## [The request]
Omit the pictures and retype only the lines from the one containing "Task: annotation of the wooden bridge." through the end of the listing, both ends included.

## [Data records]

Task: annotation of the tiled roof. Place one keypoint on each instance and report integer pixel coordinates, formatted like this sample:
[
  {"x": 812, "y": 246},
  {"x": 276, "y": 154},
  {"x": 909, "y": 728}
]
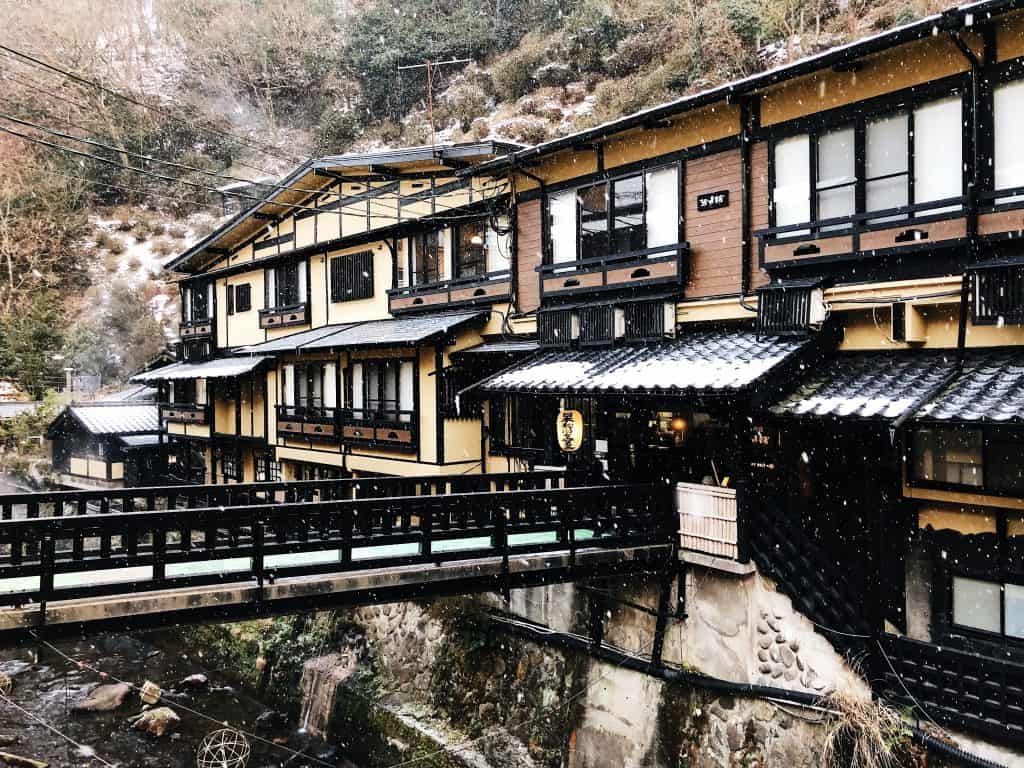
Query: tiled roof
[
  {"x": 399, "y": 331},
  {"x": 868, "y": 385},
  {"x": 222, "y": 368},
  {"x": 990, "y": 389},
  {"x": 702, "y": 360},
  {"x": 115, "y": 419}
]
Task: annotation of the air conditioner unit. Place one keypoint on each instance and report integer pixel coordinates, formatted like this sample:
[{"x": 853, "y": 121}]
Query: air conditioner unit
[{"x": 907, "y": 324}]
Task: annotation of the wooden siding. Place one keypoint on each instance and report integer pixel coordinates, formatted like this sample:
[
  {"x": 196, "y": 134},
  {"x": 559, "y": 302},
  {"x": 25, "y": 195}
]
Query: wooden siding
[
  {"x": 529, "y": 249},
  {"x": 715, "y": 237},
  {"x": 759, "y": 208}
]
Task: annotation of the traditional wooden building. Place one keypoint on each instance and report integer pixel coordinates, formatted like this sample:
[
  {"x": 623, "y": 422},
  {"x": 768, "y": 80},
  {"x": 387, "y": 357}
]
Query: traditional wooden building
[{"x": 108, "y": 444}]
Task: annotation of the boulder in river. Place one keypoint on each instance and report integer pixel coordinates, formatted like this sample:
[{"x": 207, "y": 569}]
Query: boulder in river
[
  {"x": 198, "y": 681},
  {"x": 157, "y": 722},
  {"x": 103, "y": 698}
]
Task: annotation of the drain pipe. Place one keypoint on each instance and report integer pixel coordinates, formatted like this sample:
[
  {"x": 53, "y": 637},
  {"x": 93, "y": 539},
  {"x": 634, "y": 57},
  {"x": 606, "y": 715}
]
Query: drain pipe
[{"x": 726, "y": 687}]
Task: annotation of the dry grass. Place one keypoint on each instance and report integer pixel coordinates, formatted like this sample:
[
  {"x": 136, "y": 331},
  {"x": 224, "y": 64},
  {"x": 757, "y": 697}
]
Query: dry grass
[{"x": 864, "y": 733}]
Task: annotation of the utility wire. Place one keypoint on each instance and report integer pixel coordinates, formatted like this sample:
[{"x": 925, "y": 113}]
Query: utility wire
[
  {"x": 259, "y": 146},
  {"x": 83, "y": 749},
  {"x": 108, "y": 676}
]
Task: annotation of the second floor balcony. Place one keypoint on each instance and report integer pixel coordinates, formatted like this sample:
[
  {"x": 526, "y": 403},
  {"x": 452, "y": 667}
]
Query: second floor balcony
[
  {"x": 664, "y": 265},
  {"x": 184, "y": 413},
  {"x": 382, "y": 427},
  {"x": 469, "y": 291}
]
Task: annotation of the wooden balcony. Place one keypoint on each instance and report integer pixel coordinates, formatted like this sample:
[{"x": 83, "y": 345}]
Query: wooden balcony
[
  {"x": 389, "y": 428},
  {"x": 285, "y": 316},
  {"x": 184, "y": 413},
  {"x": 483, "y": 289},
  {"x": 920, "y": 226},
  {"x": 196, "y": 329},
  {"x": 708, "y": 519},
  {"x": 664, "y": 265},
  {"x": 308, "y": 423}
]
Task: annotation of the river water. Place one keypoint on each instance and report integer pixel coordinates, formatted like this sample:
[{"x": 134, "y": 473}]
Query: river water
[{"x": 47, "y": 686}]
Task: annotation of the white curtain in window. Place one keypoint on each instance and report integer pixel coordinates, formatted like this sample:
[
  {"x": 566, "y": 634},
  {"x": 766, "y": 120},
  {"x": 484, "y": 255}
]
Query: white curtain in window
[
  {"x": 976, "y": 604},
  {"x": 792, "y": 196},
  {"x": 288, "y": 385},
  {"x": 562, "y": 229},
  {"x": 1009, "y": 113},
  {"x": 886, "y": 163},
  {"x": 499, "y": 246},
  {"x": 663, "y": 206},
  {"x": 303, "y": 293},
  {"x": 407, "y": 376},
  {"x": 356, "y": 389},
  {"x": 269, "y": 276},
  {"x": 938, "y": 152},
  {"x": 330, "y": 385}
]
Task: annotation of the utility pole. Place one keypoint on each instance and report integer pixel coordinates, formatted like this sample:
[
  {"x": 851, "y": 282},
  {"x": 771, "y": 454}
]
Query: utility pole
[{"x": 430, "y": 67}]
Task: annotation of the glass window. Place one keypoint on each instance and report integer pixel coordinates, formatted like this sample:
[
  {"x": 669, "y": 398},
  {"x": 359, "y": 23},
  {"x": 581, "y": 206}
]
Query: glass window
[
  {"x": 837, "y": 176},
  {"x": 663, "y": 206},
  {"x": 886, "y": 165},
  {"x": 428, "y": 255},
  {"x": 948, "y": 455},
  {"x": 1008, "y": 107},
  {"x": 976, "y": 604},
  {"x": 628, "y": 231},
  {"x": 938, "y": 156},
  {"x": 593, "y": 221},
  {"x": 791, "y": 197},
  {"x": 562, "y": 228},
  {"x": 470, "y": 250}
]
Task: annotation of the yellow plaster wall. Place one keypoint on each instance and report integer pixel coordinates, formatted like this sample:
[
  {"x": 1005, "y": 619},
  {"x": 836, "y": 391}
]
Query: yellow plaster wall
[{"x": 893, "y": 70}]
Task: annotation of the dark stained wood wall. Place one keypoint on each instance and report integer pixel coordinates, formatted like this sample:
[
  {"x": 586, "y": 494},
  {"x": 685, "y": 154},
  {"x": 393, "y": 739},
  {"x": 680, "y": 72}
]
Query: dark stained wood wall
[
  {"x": 759, "y": 206},
  {"x": 529, "y": 250},
  {"x": 715, "y": 237}
]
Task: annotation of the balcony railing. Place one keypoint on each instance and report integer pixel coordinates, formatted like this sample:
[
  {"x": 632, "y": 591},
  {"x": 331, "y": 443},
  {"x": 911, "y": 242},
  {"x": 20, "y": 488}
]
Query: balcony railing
[
  {"x": 708, "y": 519},
  {"x": 387, "y": 428},
  {"x": 892, "y": 228},
  {"x": 283, "y": 316},
  {"x": 662, "y": 265},
  {"x": 184, "y": 413},
  {"x": 479, "y": 289},
  {"x": 196, "y": 329}
]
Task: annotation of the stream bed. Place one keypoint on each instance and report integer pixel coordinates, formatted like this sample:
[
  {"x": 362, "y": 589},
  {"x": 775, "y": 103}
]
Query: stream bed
[{"x": 47, "y": 685}]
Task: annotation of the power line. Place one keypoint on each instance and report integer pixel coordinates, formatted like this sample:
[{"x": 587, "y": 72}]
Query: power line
[
  {"x": 171, "y": 179},
  {"x": 259, "y": 146}
]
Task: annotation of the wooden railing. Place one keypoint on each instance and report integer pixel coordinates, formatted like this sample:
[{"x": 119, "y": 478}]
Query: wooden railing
[
  {"x": 62, "y": 558},
  {"x": 65, "y": 503},
  {"x": 479, "y": 289},
  {"x": 960, "y": 689},
  {"x": 708, "y": 519}
]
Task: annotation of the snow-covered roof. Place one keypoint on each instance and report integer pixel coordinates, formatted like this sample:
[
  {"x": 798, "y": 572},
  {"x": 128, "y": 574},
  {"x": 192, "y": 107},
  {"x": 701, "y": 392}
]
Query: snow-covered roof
[
  {"x": 222, "y": 368},
  {"x": 709, "y": 361}
]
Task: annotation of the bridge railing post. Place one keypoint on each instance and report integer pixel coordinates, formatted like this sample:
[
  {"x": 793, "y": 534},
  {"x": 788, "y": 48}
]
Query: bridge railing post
[{"x": 46, "y": 576}]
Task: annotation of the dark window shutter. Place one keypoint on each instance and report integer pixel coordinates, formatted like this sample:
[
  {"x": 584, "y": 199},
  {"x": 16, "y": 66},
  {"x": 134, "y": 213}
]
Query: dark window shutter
[
  {"x": 243, "y": 298},
  {"x": 352, "y": 276}
]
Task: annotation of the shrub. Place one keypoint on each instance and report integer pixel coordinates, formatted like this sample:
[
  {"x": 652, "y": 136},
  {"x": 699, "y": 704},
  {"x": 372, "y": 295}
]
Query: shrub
[{"x": 513, "y": 73}]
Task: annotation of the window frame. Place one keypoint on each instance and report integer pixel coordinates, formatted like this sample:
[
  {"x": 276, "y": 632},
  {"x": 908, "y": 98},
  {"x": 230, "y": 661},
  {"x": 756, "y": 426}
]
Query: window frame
[
  {"x": 991, "y": 435},
  {"x": 859, "y": 115}
]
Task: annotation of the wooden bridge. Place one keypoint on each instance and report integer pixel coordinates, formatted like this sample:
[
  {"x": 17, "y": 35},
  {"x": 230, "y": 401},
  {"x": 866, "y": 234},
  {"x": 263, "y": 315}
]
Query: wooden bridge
[{"x": 73, "y": 561}]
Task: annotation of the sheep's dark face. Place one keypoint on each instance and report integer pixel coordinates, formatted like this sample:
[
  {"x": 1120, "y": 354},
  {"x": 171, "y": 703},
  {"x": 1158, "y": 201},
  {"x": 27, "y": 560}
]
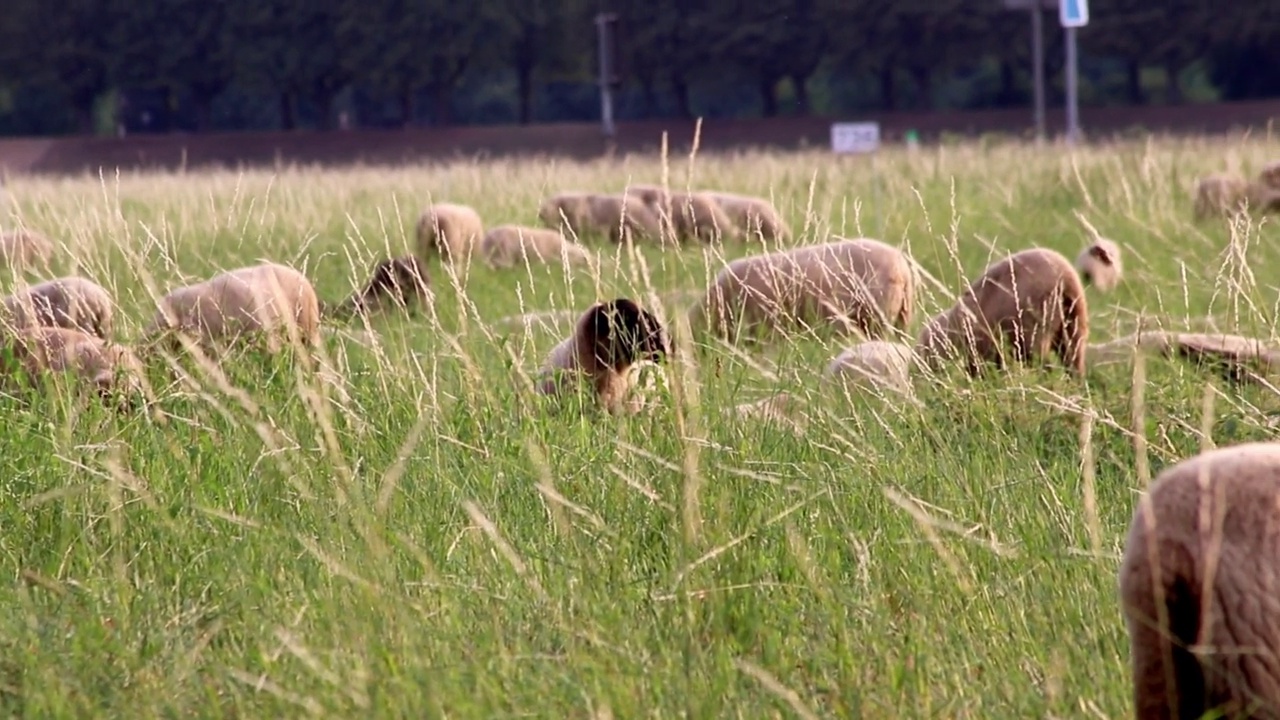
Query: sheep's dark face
[{"x": 625, "y": 333}]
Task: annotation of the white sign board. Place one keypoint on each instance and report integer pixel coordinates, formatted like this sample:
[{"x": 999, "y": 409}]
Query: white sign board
[
  {"x": 1073, "y": 13},
  {"x": 854, "y": 137}
]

## [Exercise output]
Task: annotation of the wooden bridge. Place one keypoint on each instance and report integer pixel coordinates, formatted like this sample:
[
  {"x": 17, "y": 35},
  {"x": 230, "y": 401},
  {"x": 866, "y": 234},
  {"x": 263, "y": 315}
]
Query: wooden bridge
[{"x": 73, "y": 561}]
Task: annotation of the sheep's dark face. Place one keypoint on each instance and report integer pixel coordinates, formatted like this sample:
[
  {"x": 1120, "y": 354},
  {"x": 171, "y": 703},
  {"x": 1158, "y": 201},
  {"x": 27, "y": 560}
]
Query: sheep's dark face
[{"x": 625, "y": 333}]
Task: annotation of the white sign board. Place one keypoint on each instance and report integer pixel coordinates, formatted like this sample:
[{"x": 999, "y": 409}]
Query: white sign board
[
  {"x": 1073, "y": 13},
  {"x": 854, "y": 137}
]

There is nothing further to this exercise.